Provided entries
•••••
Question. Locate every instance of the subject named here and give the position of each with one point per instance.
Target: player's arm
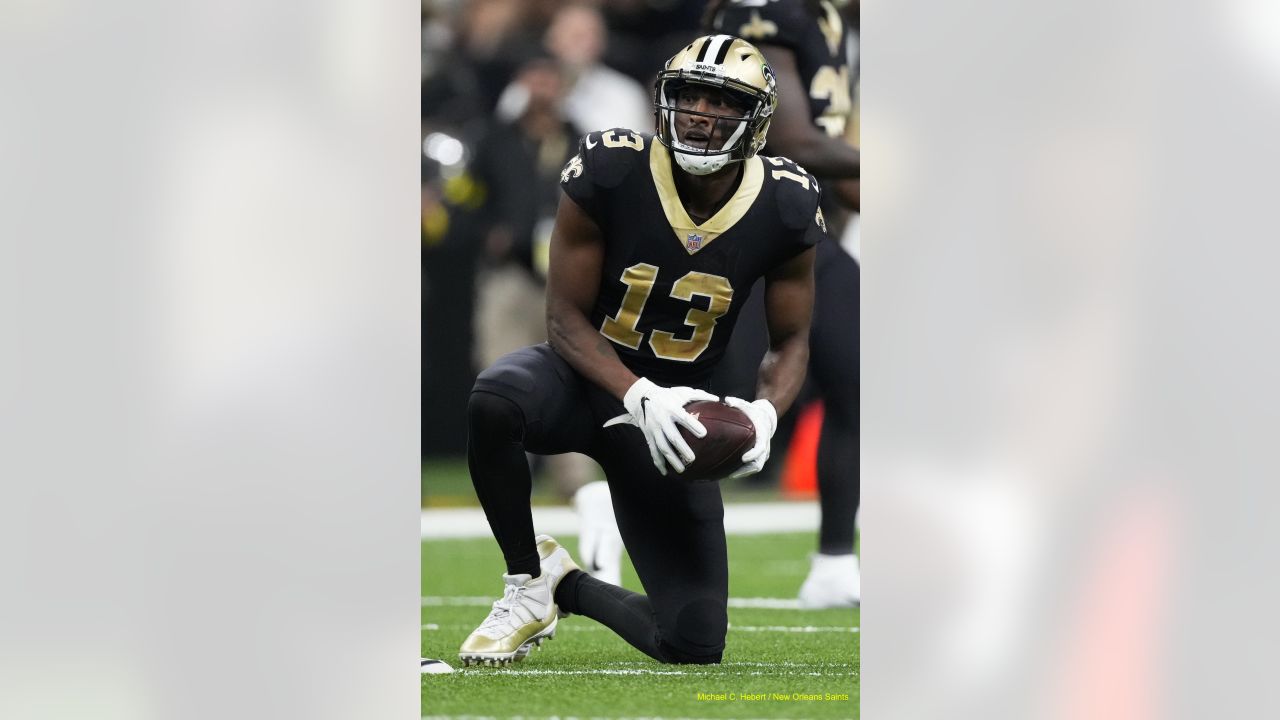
(792, 131)
(787, 308)
(572, 283)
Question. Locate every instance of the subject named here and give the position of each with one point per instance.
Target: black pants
(531, 400)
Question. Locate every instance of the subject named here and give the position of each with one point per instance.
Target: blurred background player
(812, 48)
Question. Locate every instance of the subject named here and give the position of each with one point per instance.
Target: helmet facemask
(737, 132)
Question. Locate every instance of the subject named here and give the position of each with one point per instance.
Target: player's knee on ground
(490, 415)
(698, 637)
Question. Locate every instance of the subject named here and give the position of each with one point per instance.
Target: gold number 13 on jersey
(621, 328)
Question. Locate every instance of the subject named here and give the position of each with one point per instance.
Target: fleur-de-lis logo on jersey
(572, 169)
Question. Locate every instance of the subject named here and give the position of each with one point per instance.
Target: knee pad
(699, 633)
(494, 415)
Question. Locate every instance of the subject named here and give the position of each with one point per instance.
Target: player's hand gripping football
(658, 411)
(766, 420)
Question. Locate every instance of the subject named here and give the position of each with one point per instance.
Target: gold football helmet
(739, 69)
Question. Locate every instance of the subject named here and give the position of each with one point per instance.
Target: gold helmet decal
(739, 69)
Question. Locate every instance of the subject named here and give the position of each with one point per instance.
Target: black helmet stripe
(725, 42)
(702, 51)
(720, 42)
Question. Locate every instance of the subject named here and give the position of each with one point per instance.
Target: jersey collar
(690, 235)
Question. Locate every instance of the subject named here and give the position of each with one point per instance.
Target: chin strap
(693, 160)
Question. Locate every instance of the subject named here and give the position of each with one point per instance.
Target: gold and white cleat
(526, 615)
(522, 619)
(556, 561)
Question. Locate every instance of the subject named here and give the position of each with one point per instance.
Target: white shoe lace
(504, 616)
•••••
Exercise aim
Copy the records exactly. Skip the pictures.

Result of this task
Question. Locate every instance of the subject named here and give the position of each with one point per instance.
Target: player's arm
(792, 131)
(787, 308)
(572, 283)
Question. Locate every instance of the subject named here and give the position of each with one point per instance.
Target: black pants
(531, 400)
Question. Locate every instance of the subject named here and give the position of each with one point per instance.
Target: blurred background player
(812, 48)
Question. Locate every instance of the subject named here and give the position of each with one point per instance.
Target: helmet facemask
(737, 132)
Question. Locate every instance of the subject named here and give the position of each with one point per instance.
Target: player's knee on ground
(490, 415)
(698, 637)
Question. Locate every instance of the subject named here and give the position of each with one point per instance.
Target: gold number 13 on jersey
(621, 328)
Question. Locate every instance of the subject named here and give the position of each with one point per instance.
Target: fleur-de-lis logo on jersey
(572, 169)
Question. Locate every instance of the subject named here and give the position of each with one point per instance.
Target: knee pad
(699, 633)
(494, 415)
Question. Locate every instance of the subject named here and give the position of each with one point per instance.
Target: player's hand gripping football
(658, 411)
(766, 420)
Question. Locate every instance of the subject named here and give the position of each with one point per instance.
Target: gold football helmet
(739, 69)
Question. Locate every instance of the subject named here and give the position of each with one point per instance.
Target: gold helmet decal
(739, 69)
Question. Locate every instance of the subject named here and give the position of each with one point per instance.
Target: black helmet stripe
(725, 42)
(702, 51)
(720, 42)
Question. Locate every instance of the subject named here and give the position of each with one point per instance.
Target: jersey collar
(690, 235)
Question. Locate every instance of the subject named here and give the position of each with one point per instance.
Target: chin strap
(693, 160)
Question. Locate every instance of the subject named here and give the position of each with one point per instance.
Target: gold and white cleat
(526, 615)
(522, 619)
(556, 561)
Question. Locate every instance of the subject named here and give the position of each with one point per instance.
Target: white shoe lace
(504, 616)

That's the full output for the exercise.